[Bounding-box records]
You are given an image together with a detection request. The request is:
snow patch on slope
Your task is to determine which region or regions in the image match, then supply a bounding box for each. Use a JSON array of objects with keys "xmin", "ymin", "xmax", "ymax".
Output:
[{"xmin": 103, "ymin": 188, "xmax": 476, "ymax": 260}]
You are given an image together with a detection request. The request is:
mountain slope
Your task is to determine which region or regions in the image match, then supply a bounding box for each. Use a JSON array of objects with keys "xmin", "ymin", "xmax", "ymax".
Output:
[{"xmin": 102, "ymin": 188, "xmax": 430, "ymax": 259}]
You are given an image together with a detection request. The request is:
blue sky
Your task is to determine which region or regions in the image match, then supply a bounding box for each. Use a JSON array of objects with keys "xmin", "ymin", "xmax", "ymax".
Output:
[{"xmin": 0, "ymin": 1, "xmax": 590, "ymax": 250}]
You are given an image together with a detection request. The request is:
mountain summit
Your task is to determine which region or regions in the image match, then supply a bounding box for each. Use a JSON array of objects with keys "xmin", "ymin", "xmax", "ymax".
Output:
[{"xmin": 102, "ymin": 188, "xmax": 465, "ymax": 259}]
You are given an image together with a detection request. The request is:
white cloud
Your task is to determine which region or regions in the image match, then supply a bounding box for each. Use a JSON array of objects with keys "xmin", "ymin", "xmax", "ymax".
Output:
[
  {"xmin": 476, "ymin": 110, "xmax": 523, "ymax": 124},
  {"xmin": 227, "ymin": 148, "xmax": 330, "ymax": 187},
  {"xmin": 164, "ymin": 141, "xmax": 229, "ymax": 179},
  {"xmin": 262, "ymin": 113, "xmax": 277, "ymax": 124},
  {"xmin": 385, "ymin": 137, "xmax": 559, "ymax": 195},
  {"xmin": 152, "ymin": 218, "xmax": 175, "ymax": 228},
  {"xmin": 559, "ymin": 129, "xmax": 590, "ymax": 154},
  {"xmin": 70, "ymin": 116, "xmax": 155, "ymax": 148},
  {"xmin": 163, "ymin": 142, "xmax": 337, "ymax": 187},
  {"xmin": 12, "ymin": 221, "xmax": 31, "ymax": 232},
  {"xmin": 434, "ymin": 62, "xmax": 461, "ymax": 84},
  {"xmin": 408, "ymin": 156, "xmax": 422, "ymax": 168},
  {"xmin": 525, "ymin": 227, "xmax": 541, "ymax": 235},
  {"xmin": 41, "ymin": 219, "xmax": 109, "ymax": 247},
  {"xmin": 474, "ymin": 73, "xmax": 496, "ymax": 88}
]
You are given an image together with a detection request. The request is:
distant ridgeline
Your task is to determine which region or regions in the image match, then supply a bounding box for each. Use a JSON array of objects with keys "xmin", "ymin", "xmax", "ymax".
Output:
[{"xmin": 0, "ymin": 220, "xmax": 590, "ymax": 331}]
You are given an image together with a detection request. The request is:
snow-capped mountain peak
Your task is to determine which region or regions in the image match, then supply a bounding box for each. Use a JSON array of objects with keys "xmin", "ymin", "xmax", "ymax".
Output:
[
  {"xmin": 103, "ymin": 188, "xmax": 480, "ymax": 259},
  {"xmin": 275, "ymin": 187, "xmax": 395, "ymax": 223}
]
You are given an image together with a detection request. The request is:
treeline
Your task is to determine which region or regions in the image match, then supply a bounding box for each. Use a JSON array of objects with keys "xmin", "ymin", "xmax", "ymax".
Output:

* [PROBLEM TO WORK ON] Print every record exactly as it was given.

* [WORKED ANSWER]
You are given an image together with a detection request. The request is:
snow patch on slope
Your task is to determine which region or regions in the image match, then supply a bounding box for each. Use a JSON array of objects with keys "xmin", "ymin", "xmax", "ymax".
Output:
[{"xmin": 103, "ymin": 188, "xmax": 476, "ymax": 260}]
You are given an image together with a detection request. The request is:
mountain slope
Your task is to determine which region or regions in the image match, then supply a bounding box for each. Use a JSON array of objects with keys "xmin", "ymin", "xmax", "ymax".
Output:
[{"xmin": 102, "ymin": 188, "xmax": 430, "ymax": 259}]
You are given an image together with a detection request. The request is:
blue sky
Your task is to determine which region or regions in the image match, then supply a bounding box for each. Use a JSON array of objects with keys "xmin", "ymin", "xmax", "ymax".
Output:
[{"xmin": 0, "ymin": 1, "xmax": 590, "ymax": 250}]
You are given an image together with a detection request. The request is:
mountain summit
Your task is to determine which region or regions in the image match, then supply a bounding box for each. Use a JSON array of objects with keys "xmin", "ymin", "xmax", "ymax".
Output:
[{"xmin": 102, "ymin": 188, "xmax": 465, "ymax": 259}]
You are given an image together with a detection request. The request is:
white cloud
Your task is to determine which region or regions in the image match, then supply a bounding box for each. Use a JSON array of objects with keys "xmin", "ymin", "xmax", "ymax".
Output:
[
  {"xmin": 476, "ymin": 110, "xmax": 523, "ymax": 124},
  {"xmin": 227, "ymin": 148, "xmax": 330, "ymax": 187},
  {"xmin": 164, "ymin": 141, "xmax": 229, "ymax": 179},
  {"xmin": 262, "ymin": 113, "xmax": 277, "ymax": 124},
  {"xmin": 385, "ymin": 137, "xmax": 559, "ymax": 195},
  {"xmin": 152, "ymin": 218, "xmax": 175, "ymax": 228},
  {"xmin": 559, "ymin": 129, "xmax": 590, "ymax": 154},
  {"xmin": 70, "ymin": 116, "xmax": 155, "ymax": 148},
  {"xmin": 163, "ymin": 142, "xmax": 337, "ymax": 187},
  {"xmin": 12, "ymin": 221, "xmax": 31, "ymax": 232},
  {"xmin": 434, "ymin": 62, "xmax": 461, "ymax": 84},
  {"xmin": 408, "ymin": 156, "xmax": 422, "ymax": 168},
  {"xmin": 525, "ymin": 227, "xmax": 541, "ymax": 235},
  {"xmin": 41, "ymin": 219, "xmax": 109, "ymax": 247},
  {"xmin": 474, "ymin": 73, "xmax": 496, "ymax": 88}
]
You are given an image together with a detection request. The request is:
distant ridgeline
Your task is to determine which region or regions in the image match, then supply a bounding box for each. Use a JSON array of objects with keys "xmin", "ymin", "xmax", "ymax".
Output:
[{"xmin": 0, "ymin": 220, "xmax": 590, "ymax": 331}]
You are given an image together with a detection request. The request is:
snow-capped mountain peak
Your task is to determine which region or regions in the image match, then supply a bounding box for each. Use a JSON array of objects with keys "xmin", "ymin", "xmax", "ymax".
Output:
[
  {"xmin": 103, "ymin": 188, "xmax": 480, "ymax": 259},
  {"xmin": 275, "ymin": 187, "xmax": 395, "ymax": 223}
]
You are given an image together with a detection request. The request is:
treeline
Your task is to determine which region or regions in the image match, then supply a bounding box for each. Use a JSON array of objects with keys "xmin", "ymin", "xmax", "ymax".
Output:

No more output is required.